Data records

Start of Block

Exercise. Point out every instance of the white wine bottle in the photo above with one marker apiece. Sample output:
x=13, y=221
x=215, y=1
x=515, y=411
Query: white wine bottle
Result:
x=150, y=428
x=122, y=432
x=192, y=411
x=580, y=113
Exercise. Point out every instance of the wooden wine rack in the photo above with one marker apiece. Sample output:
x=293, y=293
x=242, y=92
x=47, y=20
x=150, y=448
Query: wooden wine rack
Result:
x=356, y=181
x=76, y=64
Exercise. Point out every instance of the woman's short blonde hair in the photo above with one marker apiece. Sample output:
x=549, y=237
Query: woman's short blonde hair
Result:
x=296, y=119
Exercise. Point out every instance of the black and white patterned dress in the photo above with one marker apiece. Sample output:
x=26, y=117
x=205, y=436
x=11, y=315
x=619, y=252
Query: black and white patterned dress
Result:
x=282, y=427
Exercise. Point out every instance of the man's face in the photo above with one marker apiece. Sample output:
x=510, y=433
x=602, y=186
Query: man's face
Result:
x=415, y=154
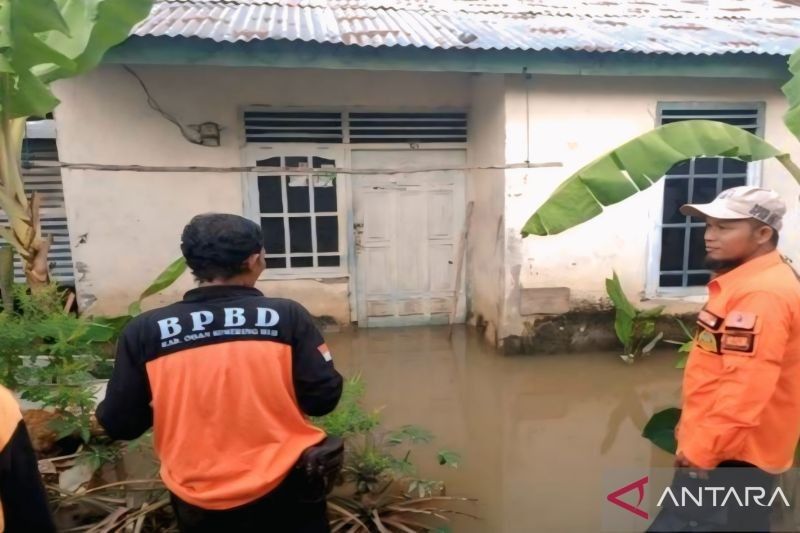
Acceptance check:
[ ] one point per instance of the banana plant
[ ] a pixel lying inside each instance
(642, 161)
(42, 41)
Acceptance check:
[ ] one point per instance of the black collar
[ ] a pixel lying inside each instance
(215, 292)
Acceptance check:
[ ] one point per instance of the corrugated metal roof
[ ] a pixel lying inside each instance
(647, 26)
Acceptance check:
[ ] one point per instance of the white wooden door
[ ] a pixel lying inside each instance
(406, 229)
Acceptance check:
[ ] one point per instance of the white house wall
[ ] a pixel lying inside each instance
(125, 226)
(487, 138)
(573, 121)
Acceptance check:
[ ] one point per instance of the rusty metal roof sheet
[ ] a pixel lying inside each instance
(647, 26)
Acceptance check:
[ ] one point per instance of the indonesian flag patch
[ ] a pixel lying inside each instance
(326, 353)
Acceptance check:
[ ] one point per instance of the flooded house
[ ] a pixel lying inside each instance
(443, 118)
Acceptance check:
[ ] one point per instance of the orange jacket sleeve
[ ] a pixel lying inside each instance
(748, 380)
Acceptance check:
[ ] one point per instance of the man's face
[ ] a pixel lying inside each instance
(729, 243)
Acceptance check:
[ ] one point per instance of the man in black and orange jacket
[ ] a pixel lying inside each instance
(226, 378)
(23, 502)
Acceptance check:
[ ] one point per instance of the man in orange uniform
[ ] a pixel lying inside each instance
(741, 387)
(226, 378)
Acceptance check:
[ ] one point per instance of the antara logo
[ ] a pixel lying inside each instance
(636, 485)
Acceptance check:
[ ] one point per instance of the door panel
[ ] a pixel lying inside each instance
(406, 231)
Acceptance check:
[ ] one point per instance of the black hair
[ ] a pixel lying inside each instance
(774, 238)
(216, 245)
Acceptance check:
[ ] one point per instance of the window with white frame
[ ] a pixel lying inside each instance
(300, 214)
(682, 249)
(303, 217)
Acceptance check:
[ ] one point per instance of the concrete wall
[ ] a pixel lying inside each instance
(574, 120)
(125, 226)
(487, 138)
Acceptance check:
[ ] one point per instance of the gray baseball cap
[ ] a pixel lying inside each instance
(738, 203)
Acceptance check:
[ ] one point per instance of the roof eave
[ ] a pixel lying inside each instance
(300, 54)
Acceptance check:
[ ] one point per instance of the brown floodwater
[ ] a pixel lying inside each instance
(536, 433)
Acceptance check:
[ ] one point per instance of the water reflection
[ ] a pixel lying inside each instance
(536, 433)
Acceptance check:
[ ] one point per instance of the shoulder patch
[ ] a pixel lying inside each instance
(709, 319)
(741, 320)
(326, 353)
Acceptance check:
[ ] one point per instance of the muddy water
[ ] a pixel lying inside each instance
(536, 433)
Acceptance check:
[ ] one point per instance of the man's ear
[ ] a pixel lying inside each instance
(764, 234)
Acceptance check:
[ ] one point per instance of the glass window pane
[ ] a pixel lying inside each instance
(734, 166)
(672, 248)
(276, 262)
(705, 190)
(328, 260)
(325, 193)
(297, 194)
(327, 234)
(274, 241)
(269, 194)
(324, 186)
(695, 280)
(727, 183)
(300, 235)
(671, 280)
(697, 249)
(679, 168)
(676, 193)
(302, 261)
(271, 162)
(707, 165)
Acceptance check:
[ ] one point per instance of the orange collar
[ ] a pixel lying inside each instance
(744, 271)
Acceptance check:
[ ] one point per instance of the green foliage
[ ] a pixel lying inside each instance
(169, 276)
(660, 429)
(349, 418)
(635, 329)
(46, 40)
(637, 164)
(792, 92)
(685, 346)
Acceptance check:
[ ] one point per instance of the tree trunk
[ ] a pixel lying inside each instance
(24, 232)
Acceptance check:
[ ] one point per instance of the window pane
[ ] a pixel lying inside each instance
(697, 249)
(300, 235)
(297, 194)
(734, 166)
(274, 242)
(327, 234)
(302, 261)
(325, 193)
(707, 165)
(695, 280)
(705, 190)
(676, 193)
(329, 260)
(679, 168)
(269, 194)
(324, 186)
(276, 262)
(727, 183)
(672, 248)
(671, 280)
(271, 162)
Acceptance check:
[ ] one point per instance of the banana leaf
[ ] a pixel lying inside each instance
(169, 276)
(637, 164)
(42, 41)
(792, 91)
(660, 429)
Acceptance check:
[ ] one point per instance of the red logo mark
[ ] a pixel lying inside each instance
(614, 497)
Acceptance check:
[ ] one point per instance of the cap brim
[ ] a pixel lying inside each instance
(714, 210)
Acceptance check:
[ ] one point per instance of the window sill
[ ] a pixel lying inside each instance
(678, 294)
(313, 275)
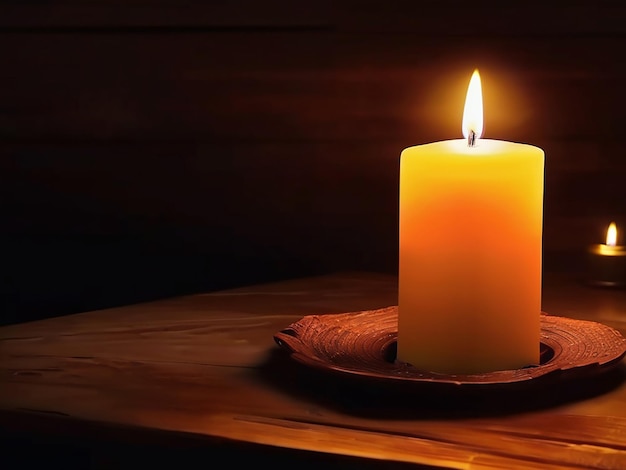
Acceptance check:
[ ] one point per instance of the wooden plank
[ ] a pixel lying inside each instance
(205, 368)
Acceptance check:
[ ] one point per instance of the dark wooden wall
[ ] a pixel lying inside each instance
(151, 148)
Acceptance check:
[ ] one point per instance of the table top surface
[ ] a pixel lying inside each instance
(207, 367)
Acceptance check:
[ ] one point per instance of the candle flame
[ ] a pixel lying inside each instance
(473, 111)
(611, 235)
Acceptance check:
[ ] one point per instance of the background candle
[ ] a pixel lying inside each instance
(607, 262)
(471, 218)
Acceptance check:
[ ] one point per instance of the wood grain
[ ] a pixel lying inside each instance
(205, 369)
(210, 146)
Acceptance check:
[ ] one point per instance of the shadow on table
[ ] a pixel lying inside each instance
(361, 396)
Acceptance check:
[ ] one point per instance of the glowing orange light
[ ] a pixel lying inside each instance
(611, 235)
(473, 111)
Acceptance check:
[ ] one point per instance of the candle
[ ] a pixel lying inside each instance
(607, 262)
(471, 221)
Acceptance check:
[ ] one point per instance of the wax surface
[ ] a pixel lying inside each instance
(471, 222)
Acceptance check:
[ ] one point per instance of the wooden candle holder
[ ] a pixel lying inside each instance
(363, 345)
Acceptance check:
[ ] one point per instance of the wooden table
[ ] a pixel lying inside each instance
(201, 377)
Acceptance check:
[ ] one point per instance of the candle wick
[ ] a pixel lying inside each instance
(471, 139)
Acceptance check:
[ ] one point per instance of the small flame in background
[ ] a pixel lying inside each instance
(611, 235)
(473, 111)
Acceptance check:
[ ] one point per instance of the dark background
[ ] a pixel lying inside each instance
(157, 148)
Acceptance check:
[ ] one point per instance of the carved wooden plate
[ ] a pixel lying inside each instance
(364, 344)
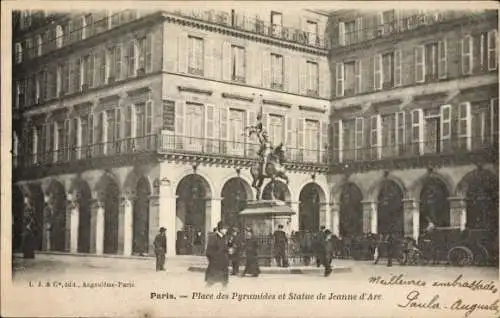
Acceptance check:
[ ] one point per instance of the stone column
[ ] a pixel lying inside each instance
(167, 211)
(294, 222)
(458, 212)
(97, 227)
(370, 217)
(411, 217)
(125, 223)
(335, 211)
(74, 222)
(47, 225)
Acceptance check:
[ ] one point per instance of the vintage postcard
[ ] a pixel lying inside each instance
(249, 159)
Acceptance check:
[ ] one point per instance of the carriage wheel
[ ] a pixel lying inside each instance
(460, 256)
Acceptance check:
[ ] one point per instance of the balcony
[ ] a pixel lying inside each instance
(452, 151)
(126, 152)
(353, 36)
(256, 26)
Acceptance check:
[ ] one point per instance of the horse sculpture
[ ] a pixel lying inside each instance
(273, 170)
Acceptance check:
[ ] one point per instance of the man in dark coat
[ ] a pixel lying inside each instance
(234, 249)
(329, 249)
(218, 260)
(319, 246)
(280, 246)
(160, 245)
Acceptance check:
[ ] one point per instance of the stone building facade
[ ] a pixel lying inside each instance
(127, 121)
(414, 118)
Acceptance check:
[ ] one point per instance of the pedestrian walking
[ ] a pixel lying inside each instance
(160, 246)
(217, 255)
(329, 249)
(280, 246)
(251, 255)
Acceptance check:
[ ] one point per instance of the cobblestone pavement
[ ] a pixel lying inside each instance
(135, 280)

End of Block

Exercise directions.
The answer must be the line containing "[ ] one point per instance of the horse" and every line after it through the end of the records, repeated exactly.

Result of the task.
[ ] one point per instance of the horse sculpture
[ ] a pixel lying inside each instance
(273, 170)
Acceptance check:
[ ] one point per instance of the man in dark coat
[ ] a pixel lying inside each instance
(234, 249)
(329, 249)
(218, 260)
(319, 246)
(280, 246)
(160, 245)
Acceptance check:
[ ] one point per instance of the stone building facade
[ ] a pixel lying inside each instance
(127, 121)
(414, 118)
Acceptance check:
[ ] one point per instance of the pedestrian walking
[ ] a pixel lying inside each instance
(160, 246)
(217, 255)
(329, 249)
(280, 246)
(251, 255)
Acceptance check:
[ ] one point per instance of the cobblestone pavement
[ ] a pixel lying inside each instance
(135, 280)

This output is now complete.